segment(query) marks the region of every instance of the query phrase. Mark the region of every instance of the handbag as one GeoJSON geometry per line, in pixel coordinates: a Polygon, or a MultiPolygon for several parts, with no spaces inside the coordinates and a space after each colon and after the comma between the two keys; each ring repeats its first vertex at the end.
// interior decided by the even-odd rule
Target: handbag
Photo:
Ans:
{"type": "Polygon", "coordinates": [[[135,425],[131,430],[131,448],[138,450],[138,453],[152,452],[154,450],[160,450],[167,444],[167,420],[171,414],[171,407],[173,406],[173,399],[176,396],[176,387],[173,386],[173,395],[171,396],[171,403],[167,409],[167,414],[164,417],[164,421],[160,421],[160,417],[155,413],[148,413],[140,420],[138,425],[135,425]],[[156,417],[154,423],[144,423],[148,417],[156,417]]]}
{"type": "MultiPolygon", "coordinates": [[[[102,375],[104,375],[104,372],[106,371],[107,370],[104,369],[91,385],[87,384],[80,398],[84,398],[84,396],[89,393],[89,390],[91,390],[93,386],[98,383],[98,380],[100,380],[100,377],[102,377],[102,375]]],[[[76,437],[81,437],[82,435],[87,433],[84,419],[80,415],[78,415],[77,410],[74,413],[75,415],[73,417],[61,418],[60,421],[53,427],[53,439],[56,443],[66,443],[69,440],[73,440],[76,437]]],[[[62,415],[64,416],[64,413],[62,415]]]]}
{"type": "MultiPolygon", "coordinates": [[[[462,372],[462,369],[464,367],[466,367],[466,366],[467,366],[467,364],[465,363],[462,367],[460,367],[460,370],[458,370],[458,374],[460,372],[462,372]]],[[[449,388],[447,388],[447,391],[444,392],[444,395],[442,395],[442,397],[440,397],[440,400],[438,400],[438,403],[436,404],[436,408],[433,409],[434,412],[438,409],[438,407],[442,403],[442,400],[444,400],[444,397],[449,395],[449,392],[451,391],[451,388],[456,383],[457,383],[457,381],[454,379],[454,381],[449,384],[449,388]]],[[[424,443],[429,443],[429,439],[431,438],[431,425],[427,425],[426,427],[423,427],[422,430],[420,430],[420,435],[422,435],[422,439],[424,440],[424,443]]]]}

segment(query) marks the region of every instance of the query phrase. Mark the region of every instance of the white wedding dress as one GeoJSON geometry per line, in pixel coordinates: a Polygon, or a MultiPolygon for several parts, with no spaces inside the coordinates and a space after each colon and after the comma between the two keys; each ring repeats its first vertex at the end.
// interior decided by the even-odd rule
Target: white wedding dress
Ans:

——————

■ **Requirement**: Print every one of the rows above again, character for character.

■ **Solved problem**:
segment(query) marks the region of every instance of the query phrase. Mark the region of every instance of the handbag as one GeoJSON geometry per line, in pixel coordinates: a Polygon, or a MultiPolygon for several parts, with no spaces inside the coordinates and a space after each colon and after the comma between the two keys; each ring repeats its first vertex at the end.
// interior decided by the even-odd rule
Target: handbag
Photo:
Ans:
{"type": "Polygon", "coordinates": [[[135,425],[131,430],[131,448],[138,450],[138,453],[152,452],[154,450],[160,450],[167,444],[167,420],[171,414],[171,407],[173,406],[173,399],[176,396],[176,387],[173,386],[173,395],[171,396],[171,403],[167,409],[167,414],[164,417],[164,421],[160,421],[160,417],[155,413],[148,413],[140,420],[138,425],[135,425]],[[156,417],[154,423],[144,423],[148,417],[156,417]]]}
{"type": "MultiPolygon", "coordinates": [[[[102,375],[104,375],[104,372],[106,371],[107,370],[104,369],[91,385],[87,384],[80,398],[84,398],[84,396],[89,393],[89,390],[91,390],[93,386],[98,383],[98,380],[100,380],[100,377],[102,377],[102,375]]],[[[76,437],[81,437],[82,435],[87,433],[84,419],[80,415],[78,415],[77,410],[74,413],[75,415],[73,417],[61,418],[60,421],[53,427],[53,439],[56,443],[66,443],[69,440],[73,440],[76,437]]],[[[62,415],[64,416],[64,413],[62,415]]]]}
{"type": "MultiPolygon", "coordinates": [[[[462,372],[462,369],[464,367],[466,367],[466,366],[467,366],[467,364],[465,363],[462,367],[460,367],[460,370],[458,370],[458,374],[460,372],[462,372]]],[[[449,388],[447,388],[447,391],[444,392],[444,395],[442,395],[442,397],[440,397],[440,400],[438,400],[438,403],[436,404],[436,408],[433,409],[434,412],[438,409],[438,407],[442,403],[442,400],[444,400],[444,397],[449,395],[449,392],[451,391],[451,388],[456,383],[457,383],[457,381],[454,379],[454,381],[449,384],[449,388]]],[[[424,443],[429,443],[429,439],[431,438],[431,425],[427,425],[426,427],[423,427],[422,430],[420,430],[420,435],[422,435],[422,439],[424,440],[424,443]]]]}

segment(query) marks the region of every instance of the query phrase. Mark the region of every instance of the white wedding dress as one GeoJSON geometry per line, in pixel coordinates: a Polygon, or a MultiPolygon for several parts, with no spaces inside the coordinates and a space after each colon and after the comma between the two keys; each ring repeats its first vertex at the end.
// interior decided by the even-odd rule
Target: white wedding dress
Ans:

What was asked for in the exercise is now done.